**SHORT EXERCISE A**
Find every line in the records that contains the word "flower", treating uppercase and lowercase as different, and copy each of those lines.

**PAGE**
────────────────────────────────────────

Each instruction transferred to a reservation station 514, 516 is stored in an entry of the reservation station 514, 516, waiting for one or more operands corresponding to the instruction. In some embodiments, an instruction may wait in a reservation station until some or all execution requirements are met: operands needed by the instruction are made available to the instruction; any necessary data loads and/or stores have been performed; and the execution unit for which the instruction is scheduled is not busy execution a different instruction. When some or all execution requirements have been met, the instruction is transferred to a corresponding execution unit. Because some instructions in a reservation station 514, 516 may receive corresponding operands before earlier-issued instructions, the instructions may be executed by the execution units in an order different from the order in which the instructions were decoded by the decode logic 504.

────────────────────────────────────────

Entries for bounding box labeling
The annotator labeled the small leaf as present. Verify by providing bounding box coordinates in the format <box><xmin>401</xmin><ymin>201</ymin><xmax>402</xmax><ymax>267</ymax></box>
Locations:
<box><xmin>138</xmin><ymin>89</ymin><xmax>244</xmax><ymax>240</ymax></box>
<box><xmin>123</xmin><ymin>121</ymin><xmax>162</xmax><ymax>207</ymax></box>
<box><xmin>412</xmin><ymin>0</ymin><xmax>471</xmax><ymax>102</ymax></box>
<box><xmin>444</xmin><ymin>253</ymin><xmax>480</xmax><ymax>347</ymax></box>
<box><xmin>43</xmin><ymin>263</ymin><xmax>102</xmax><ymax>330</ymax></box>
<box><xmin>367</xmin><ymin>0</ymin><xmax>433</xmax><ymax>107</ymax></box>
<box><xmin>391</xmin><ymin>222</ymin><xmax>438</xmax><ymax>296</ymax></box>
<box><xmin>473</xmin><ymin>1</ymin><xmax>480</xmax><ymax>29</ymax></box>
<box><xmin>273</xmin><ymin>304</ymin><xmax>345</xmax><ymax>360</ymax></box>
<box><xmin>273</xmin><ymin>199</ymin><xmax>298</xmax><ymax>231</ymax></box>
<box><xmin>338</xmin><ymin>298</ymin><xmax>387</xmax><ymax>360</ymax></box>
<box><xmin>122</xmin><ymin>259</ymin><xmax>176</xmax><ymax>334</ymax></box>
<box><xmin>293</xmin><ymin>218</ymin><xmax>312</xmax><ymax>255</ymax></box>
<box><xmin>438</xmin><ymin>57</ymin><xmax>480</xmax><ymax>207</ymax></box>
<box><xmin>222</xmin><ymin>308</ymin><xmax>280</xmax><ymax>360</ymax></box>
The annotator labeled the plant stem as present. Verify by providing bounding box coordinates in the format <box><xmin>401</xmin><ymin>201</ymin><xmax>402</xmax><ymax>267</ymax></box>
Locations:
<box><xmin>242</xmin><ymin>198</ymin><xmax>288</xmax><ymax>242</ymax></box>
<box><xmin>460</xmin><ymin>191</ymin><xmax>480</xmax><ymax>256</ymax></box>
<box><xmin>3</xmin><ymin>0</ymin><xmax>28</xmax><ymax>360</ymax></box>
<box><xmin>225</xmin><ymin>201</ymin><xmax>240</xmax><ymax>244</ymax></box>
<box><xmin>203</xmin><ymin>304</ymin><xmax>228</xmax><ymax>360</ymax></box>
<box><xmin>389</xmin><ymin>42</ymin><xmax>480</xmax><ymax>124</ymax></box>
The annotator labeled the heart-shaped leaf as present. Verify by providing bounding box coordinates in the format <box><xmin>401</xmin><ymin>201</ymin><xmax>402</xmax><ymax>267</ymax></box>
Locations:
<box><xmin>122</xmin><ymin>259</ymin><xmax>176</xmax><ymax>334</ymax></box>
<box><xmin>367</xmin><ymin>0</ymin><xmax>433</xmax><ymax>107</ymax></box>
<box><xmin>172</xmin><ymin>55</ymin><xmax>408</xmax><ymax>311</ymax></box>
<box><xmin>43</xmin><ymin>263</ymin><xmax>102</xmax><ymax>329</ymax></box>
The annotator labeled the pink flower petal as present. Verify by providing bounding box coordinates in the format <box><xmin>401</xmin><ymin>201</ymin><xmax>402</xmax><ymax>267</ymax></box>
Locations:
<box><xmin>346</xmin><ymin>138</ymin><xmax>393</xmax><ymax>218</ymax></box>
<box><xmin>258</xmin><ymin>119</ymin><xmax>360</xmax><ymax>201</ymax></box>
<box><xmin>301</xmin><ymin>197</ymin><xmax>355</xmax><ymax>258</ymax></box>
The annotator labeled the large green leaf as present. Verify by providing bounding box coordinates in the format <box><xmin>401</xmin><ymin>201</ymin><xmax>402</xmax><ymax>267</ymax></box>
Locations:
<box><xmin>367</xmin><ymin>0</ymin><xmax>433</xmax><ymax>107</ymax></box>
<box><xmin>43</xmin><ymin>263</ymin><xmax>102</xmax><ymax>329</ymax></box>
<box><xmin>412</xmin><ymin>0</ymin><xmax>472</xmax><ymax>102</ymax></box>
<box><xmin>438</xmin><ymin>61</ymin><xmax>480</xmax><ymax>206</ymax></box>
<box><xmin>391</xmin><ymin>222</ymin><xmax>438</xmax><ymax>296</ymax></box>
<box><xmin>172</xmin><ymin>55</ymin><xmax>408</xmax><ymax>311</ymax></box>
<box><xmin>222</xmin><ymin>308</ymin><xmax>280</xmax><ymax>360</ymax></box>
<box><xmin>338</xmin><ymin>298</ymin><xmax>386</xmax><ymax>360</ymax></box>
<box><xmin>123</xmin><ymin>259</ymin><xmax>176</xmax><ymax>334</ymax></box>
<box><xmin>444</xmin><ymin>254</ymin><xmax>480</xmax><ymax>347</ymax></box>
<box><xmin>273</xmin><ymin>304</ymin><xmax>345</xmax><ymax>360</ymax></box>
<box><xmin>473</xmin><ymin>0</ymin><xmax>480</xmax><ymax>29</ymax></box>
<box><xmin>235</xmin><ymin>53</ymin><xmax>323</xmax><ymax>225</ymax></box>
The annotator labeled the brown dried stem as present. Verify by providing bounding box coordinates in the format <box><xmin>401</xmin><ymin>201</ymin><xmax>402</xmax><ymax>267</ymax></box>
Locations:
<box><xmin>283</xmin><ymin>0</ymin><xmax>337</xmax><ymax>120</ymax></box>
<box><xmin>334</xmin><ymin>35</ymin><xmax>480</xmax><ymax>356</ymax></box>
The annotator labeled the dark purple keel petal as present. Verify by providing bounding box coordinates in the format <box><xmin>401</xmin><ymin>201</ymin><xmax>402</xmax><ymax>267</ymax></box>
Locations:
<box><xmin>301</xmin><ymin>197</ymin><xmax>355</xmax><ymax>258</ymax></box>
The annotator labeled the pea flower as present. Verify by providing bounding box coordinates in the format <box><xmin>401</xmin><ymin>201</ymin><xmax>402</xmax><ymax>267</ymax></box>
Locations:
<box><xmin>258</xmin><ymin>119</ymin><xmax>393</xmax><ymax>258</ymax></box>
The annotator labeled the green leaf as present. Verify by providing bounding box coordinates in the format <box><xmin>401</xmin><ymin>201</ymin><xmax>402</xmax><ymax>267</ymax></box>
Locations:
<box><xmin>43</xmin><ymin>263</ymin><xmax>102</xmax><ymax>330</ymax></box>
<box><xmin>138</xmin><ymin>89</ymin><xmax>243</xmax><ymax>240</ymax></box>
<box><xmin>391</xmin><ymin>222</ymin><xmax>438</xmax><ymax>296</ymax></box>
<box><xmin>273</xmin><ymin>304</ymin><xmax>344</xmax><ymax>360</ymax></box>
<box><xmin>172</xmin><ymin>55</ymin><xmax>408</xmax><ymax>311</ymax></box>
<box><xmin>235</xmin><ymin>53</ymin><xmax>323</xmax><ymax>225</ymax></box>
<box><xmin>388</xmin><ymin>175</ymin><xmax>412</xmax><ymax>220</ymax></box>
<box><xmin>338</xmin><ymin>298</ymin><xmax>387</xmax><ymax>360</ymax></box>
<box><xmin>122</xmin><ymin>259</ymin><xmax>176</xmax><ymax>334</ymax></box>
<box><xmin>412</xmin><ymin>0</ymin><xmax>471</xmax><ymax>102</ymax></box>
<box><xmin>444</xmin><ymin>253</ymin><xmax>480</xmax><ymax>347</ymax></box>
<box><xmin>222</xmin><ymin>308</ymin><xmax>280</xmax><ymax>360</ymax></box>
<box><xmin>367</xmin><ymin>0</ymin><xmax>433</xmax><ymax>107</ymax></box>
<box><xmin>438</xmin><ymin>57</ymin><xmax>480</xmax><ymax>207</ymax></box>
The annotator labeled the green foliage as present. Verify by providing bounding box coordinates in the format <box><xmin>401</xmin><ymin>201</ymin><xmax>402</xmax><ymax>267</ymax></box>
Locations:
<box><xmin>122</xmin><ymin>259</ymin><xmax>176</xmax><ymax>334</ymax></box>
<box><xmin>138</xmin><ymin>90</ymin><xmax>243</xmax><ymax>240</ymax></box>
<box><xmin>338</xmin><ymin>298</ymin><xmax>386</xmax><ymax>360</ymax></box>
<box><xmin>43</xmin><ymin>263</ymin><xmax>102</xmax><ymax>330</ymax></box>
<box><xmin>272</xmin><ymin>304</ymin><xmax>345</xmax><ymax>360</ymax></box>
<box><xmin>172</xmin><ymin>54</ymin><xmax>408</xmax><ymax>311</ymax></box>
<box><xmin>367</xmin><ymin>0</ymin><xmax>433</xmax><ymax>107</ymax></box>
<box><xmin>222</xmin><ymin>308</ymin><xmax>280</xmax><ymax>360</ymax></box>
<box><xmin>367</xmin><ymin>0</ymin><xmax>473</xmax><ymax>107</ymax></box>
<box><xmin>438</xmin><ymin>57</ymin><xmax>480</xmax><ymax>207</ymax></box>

────────────────────────────────────────

**SHORT EXERCISE B**
Summarize the passage on reservation stations in two sentences.

**FINAL RESULT A**
The annotator labeled the pink flower petal as present. Verify by providing bounding box coordinates in the format <box><xmin>401</xmin><ymin>201</ymin><xmax>402</xmax><ymax>267</ymax></box>
The annotator labeled the pea flower as present. Verify by providing bounding box coordinates in the format <box><xmin>401</xmin><ymin>201</ymin><xmax>402</xmax><ymax>267</ymax></box>

**FINAL RESULT B**
An instruction sent to a reservation station is stored in an entry there and waits for its operands, and in some embodiments for other execution requirements too: needed data loads and stores must be done, and its scheduled execution unit must not be busy. Once those requirements are met, the instruction moves to an execution unit, and since later-issued instructions may receive their operands first, instructions can execute in a different order from the one in which they were decoded.